#### [Provided data]
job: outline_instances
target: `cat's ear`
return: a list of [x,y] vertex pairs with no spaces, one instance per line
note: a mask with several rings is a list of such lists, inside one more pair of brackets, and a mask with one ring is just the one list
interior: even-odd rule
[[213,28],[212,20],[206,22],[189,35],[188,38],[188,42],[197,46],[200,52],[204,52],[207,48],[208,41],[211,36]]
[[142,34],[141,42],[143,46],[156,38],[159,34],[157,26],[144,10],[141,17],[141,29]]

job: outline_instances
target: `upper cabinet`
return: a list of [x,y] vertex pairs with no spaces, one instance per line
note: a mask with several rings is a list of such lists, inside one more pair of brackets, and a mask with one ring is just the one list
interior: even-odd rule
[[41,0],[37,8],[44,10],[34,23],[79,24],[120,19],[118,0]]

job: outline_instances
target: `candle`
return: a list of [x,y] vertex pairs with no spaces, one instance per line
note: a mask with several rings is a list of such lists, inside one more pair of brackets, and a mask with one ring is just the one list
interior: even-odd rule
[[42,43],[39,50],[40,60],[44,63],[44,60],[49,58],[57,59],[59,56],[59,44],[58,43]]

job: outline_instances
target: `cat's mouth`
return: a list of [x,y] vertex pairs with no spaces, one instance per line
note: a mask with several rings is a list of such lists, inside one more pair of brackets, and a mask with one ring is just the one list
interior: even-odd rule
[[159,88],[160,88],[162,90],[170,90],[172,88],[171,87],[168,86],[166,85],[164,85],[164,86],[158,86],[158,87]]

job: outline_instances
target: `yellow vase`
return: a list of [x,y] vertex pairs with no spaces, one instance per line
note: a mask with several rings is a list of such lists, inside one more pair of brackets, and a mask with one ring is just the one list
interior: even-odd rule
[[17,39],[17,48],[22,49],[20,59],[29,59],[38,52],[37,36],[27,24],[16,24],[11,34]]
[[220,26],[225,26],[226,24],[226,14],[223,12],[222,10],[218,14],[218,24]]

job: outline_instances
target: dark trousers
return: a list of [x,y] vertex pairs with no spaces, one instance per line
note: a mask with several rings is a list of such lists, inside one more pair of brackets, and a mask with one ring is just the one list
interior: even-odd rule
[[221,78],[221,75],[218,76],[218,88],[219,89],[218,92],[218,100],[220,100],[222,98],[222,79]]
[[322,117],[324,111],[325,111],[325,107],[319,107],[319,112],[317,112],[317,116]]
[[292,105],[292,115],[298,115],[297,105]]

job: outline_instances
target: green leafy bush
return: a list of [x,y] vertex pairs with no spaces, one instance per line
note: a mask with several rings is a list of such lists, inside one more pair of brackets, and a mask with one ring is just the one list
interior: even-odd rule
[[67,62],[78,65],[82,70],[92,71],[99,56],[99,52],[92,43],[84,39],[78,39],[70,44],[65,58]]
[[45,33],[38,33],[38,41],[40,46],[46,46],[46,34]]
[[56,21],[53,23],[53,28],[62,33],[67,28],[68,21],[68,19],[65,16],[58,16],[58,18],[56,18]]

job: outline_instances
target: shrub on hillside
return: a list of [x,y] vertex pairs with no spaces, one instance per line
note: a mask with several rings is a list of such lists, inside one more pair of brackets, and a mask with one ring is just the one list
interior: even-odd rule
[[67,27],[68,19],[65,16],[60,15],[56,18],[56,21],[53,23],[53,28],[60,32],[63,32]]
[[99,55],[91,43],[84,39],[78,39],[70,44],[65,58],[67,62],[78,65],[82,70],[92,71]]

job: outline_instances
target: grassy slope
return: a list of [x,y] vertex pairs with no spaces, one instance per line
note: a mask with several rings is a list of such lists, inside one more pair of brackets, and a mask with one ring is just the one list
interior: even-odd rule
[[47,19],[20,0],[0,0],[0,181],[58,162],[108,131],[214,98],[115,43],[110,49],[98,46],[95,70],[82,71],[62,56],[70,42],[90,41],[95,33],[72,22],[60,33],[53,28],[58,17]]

#### [Problem]
Output the listing above exactly as it appears.

#### [The completed task]
job: outline_instances
target: `cat's ear`
return: a list of [x,y] vertex pairs with no spaces, one instance per line
note: a mask with several rings is a list of such lists, inside one more pair of brackets, and a mask with one ring is just the one list
interior: even-odd rule
[[213,28],[212,20],[206,22],[189,35],[188,38],[188,42],[197,46],[200,52],[204,52],[207,48],[208,41],[211,36]]
[[142,34],[141,42],[143,46],[156,38],[159,34],[157,26],[144,10],[141,17],[141,29]]

job: outline_instances
target: `upper cabinet`
return: a list of [x,y] vertex pairs with no spaces, one instance per line
note: a mask with several rings is a list of such lists, inside one more pair of brackets, and a mask with one ring is just the one list
interior: even-odd rule
[[41,0],[37,8],[44,10],[34,23],[79,24],[120,19],[118,0]]

job: outline_instances
target: `candle`
return: a list of [x,y] vertex pairs with no spaces, one instance per line
note: a mask with several rings is a list of such lists, inside one more pair of brackets, and a mask with one ring is just the one list
interior: even-odd rule
[[42,43],[39,50],[40,60],[44,63],[44,60],[49,58],[57,59],[59,56],[59,44],[58,43]]

job: outline_instances
target: `cat's mouth`
return: a list of [x,y] vertex pairs with no spaces, one instance per line
note: a mask with several rings is a list of such lists, inside one more pair of brackets, and a mask with one ring is just the one list
interior: even-odd rule
[[159,88],[160,88],[162,90],[170,90],[172,88],[171,87],[168,86],[166,85],[164,85],[164,86],[158,86],[158,87]]

job: outline_instances
target: `yellow vase`
return: a list of [x,y] vertex pairs with no spaces, one instance per line
note: a mask with several rings is a list of such lists, inside one more pair of brackets, and a mask with one ring is just the one list
interior: even-odd rule
[[17,39],[17,48],[22,49],[20,59],[29,59],[38,52],[37,36],[27,24],[16,24],[11,34]]
[[220,26],[225,26],[226,24],[226,14],[223,12],[222,10],[218,14],[218,24]]

job: outline_instances
target: dark trousers
return: a list of [x,y] vertex pairs with no spaces, one instance per line
note: a mask with several rings is a list of such lists, inside one more pair of brackets, and a mask with one ring is just the one list
interior: even-odd rule
[[221,78],[221,75],[218,76],[218,88],[219,89],[218,92],[218,100],[220,100],[222,98],[222,79]]
[[322,117],[324,111],[325,111],[325,107],[319,107],[319,112],[317,112],[317,116]]
[[292,105],[292,115],[298,115],[297,105]]

job: outline_instances
target: green leafy bush
return: a list of [x,y] vertex pairs with no spaces, one instance per line
note: a mask with several rings is a list of such lists, inside one more pair of brackets, and a mask with one ring is just the one list
interior: even-odd rule
[[67,62],[78,65],[82,70],[92,71],[99,56],[99,52],[92,43],[84,39],[78,39],[70,44],[65,58]]
[[45,33],[38,33],[38,41],[40,46],[46,46],[46,34]]
[[56,21],[53,23],[53,28],[62,33],[67,28],[68,21],[68,19],[65,16],[58,16],[58,18],[56,18]]

job: outline_instances
target: shrub on hillside
return: a list of [x,y] vertex pairs with no spaces, one instance per line
note: a mask with several rings is a list of such lists, inside one more pair of brackets, and a mask with one ring is just the one list
interior: even-odd rule
[[67,27],[68,19],[65,16],[60,15],[56,18],[56,21],[53,23],[53,28],[60,32],[63,32]]
[[99,55],[91,43],[84,39],[78,39],[70,44],[65,58],[67,62],[78,65],[82,70],[92,71]]

job: outline_instances
target: grassy slope
return: a list of [x,y] vertex pairs with no spaces, one instance per line
note: a mask with several rings is a list of such lists, inside one more pair of brackets, and a mask with one ring is just the one list
interior: even-odd rule
[[47,19],[20,0],[0,0],[0,181],[58,162],[108,131],[214,98],[115,43],[110,49],[98,46],[95,70],[82,71],[62,56],[70,42],[90,41],[95,33],[72,22],[60,33],[53,28],[58,17]]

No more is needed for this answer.